CHALLENGE:
Return each line of the material below that contains the string "instance", matching case exactly.

╭─ INPUT FOR THIS TASK

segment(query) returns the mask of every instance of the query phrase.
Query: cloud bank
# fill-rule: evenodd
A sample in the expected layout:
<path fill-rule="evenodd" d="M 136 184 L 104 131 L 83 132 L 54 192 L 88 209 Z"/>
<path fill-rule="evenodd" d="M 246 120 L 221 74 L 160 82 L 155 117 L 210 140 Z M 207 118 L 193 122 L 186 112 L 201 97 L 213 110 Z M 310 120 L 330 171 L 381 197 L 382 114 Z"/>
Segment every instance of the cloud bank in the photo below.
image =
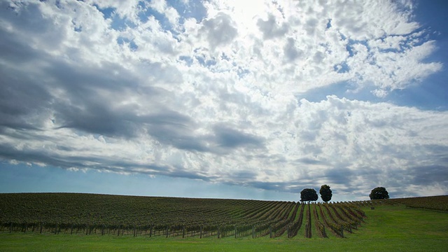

╰─

RESPONSE TO THIS EXERCISE:
segment(query) returns the mask of every instance of the query phrase.
Segment every instance of the cloud bank in the photo below.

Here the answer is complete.